Detection examples
•••••

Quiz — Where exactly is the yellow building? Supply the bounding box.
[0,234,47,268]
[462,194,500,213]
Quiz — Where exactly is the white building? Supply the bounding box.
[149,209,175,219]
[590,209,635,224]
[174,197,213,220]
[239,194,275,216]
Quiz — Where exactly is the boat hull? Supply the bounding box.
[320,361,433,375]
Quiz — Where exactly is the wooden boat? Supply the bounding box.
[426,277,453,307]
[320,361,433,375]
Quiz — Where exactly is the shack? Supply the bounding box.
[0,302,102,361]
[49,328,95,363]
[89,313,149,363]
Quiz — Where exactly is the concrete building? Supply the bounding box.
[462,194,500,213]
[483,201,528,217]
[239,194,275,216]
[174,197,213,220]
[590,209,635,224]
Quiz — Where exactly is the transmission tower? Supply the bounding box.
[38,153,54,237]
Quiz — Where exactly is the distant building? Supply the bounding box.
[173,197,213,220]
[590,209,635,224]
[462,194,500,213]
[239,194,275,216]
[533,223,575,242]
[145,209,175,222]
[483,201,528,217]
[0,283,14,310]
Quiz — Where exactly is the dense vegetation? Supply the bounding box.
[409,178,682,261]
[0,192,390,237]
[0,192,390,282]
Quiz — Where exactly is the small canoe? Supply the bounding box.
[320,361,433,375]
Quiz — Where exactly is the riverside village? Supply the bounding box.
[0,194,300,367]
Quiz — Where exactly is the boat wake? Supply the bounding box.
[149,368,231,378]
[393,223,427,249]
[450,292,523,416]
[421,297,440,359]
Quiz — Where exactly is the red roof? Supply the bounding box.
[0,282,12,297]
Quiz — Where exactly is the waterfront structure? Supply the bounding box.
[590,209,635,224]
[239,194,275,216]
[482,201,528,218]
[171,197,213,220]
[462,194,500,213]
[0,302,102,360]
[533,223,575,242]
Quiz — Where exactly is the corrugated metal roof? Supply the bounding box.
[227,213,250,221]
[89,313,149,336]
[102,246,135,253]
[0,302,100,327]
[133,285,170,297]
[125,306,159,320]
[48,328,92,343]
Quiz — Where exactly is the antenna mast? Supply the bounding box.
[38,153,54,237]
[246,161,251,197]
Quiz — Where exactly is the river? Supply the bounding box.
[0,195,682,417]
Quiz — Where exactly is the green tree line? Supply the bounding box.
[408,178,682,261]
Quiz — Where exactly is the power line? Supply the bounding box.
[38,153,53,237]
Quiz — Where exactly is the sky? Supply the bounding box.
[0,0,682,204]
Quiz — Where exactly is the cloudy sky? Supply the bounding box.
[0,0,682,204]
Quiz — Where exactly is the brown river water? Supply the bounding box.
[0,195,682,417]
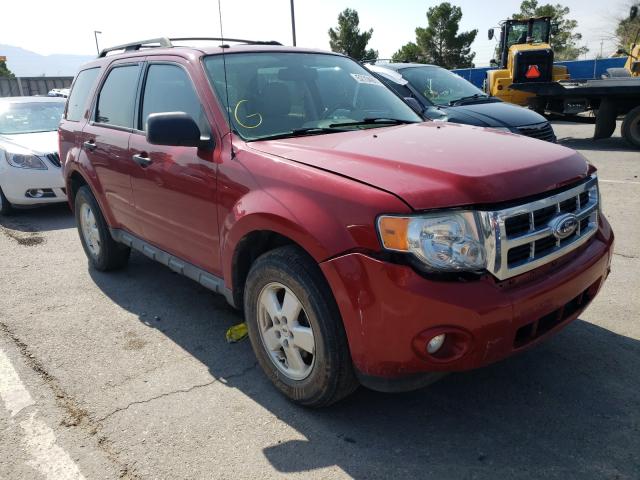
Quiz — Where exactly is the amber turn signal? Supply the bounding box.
[378,217,409,252]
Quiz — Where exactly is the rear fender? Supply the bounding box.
[64,148,115,226]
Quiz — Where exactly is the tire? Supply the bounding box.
[621,106,640,148]
[244,246,358,407]
[74,185,131,272]
[0,188,13,216]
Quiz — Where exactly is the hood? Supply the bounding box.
[440,102,547,128]
[0,131,58,155]
[247,122,588,210]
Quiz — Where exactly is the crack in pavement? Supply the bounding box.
[97,362,258,423]
[613,252,638,260]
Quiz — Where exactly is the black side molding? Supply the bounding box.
[109,228,238,308]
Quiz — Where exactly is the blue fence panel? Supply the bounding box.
[452,57,627,88]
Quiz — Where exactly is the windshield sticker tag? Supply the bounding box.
[351,73,382,86]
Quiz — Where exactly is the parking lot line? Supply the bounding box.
[0,350,84,480]
[598,178,640,185]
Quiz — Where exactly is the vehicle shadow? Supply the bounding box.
[0,203,76,233]
[558,136,638,152]
[90,254,640,479]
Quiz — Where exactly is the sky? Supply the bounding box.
[0,0,631,66]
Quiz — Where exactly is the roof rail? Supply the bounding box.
[98,37,173,58]
[169,37,282,45]
[98,37,282,58]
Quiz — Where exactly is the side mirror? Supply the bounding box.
[147,112,211,148]
[404,97,424,115]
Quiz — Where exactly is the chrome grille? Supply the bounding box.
[480,175,599,280]
[518,122,556,142]
[46,152,61,167]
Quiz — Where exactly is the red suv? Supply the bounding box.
[59,38,613,406]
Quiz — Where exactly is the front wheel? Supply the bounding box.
[244,246,358,407]
[74,186,131,272]
[621,106,640,148]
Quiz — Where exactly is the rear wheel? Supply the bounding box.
[244,246,358,407]
[0,188,13,215]
[622,107,640,148]
[75,186,131,271]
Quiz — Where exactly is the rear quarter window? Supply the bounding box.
[94,64,141,128]
[65,67,100,122]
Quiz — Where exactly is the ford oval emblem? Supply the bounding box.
[549,213,578,240]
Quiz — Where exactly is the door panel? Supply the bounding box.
[130,134,219,273]
[81,60,142,235]
[82,125,142,235]
[129,58,221,274]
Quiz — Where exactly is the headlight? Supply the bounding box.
[378,211,487,272]
[5,152,47,170]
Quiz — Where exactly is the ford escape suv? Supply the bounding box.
[59,38,613,406]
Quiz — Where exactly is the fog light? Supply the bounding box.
[427,333,447,354]
[27,188,44,198]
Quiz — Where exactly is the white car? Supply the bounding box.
[47,88,69,98]
[0,97,67,215]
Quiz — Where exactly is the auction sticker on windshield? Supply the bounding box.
[351,73,382,86]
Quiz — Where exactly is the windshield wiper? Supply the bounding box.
[449,93,489,106]
[250,125,347,142]
[329,117,419,128]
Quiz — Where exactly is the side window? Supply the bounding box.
[138,64,208,131]
[95,65,140,128]
[65,68,100,122]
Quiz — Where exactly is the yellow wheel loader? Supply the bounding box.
[485,17,569,110]
[618,6,640,77]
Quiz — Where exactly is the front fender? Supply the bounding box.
[221,188,368,286]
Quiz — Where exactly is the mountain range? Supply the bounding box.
[0,44,95,77]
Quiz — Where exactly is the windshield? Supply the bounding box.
[0,102,64,135]
[204,52,423,140]
[400,66,484,105]
[507,20,549,49]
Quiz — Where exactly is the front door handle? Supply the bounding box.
[133,154,153,168]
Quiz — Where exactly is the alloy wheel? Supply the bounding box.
[257,282,315,380]
[80,203,100,257]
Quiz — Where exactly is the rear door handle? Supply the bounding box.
[132,154,153,168]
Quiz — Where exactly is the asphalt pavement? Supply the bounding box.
[0,122,640,480]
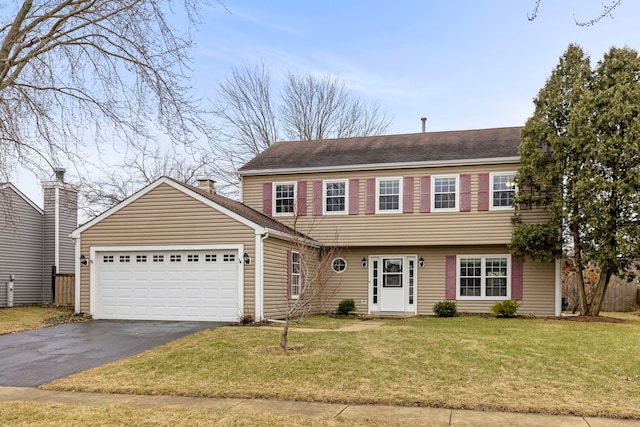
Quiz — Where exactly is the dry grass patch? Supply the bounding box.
[45,316,640,418]
[0,402,425,427]
[0,305,86,335]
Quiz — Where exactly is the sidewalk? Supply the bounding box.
[0,386,640,427]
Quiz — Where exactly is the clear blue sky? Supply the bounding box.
[18,0,640,204]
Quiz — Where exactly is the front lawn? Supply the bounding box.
[0,305,84,335]
[44,315,640,418]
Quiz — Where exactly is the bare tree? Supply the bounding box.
[527,0,622,27]
[280,74,391,141]
[80,142,215,218]
[214,63,391,196]
[0,0,216,184]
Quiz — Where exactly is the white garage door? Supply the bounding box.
[94,250,240,321]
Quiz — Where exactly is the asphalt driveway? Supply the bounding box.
[0,320,228,387]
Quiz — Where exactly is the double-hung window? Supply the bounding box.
[431,175,460,211]
[273,182,296,215]
[323,179,349,214]
[290,251,302,298]
[376,178,402,213]
[457,255,511,300]
[489,172,516,210]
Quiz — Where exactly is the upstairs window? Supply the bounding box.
[273,182,296,215]
[431,175,459,211]
[324,180,348,214]
[376,178,402,213]
[490,172,516,210]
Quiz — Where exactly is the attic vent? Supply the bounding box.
[198,178,216,194]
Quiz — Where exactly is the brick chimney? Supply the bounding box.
[198,178,216,194]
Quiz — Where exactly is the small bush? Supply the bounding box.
[336,299,356,316]
[433,301,458,317]
[491,299,520,317]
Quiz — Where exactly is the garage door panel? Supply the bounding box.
[94,250,240,321]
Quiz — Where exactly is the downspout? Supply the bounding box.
[255,231,269,322]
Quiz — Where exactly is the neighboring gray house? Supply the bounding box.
[0,169,78,307]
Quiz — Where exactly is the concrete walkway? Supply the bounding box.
[0,387,640,427]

•••••

Objective
Express the lines of the listing as a numbered list, starting with the line that contains "Quiz — Where exactly is the front fender?" and continuing through the line that contains "[507,20,549,49]". Omit any blank lines.

Problem solution
1. Quiz — Where exactly is the front fender? Supply the bounding box.
2. [221,188,368,286]
3. Quiz — Where exactly is the mountain range? Supply the bounding box.
4. [0,44,95,77]
5. Quiz — Where exactly is the windshield? Supply the bounding box.
6. [0,102,64,135]
7. [204,52,423,140]
8. [400,66,484,105]
9. [507,20,549,49]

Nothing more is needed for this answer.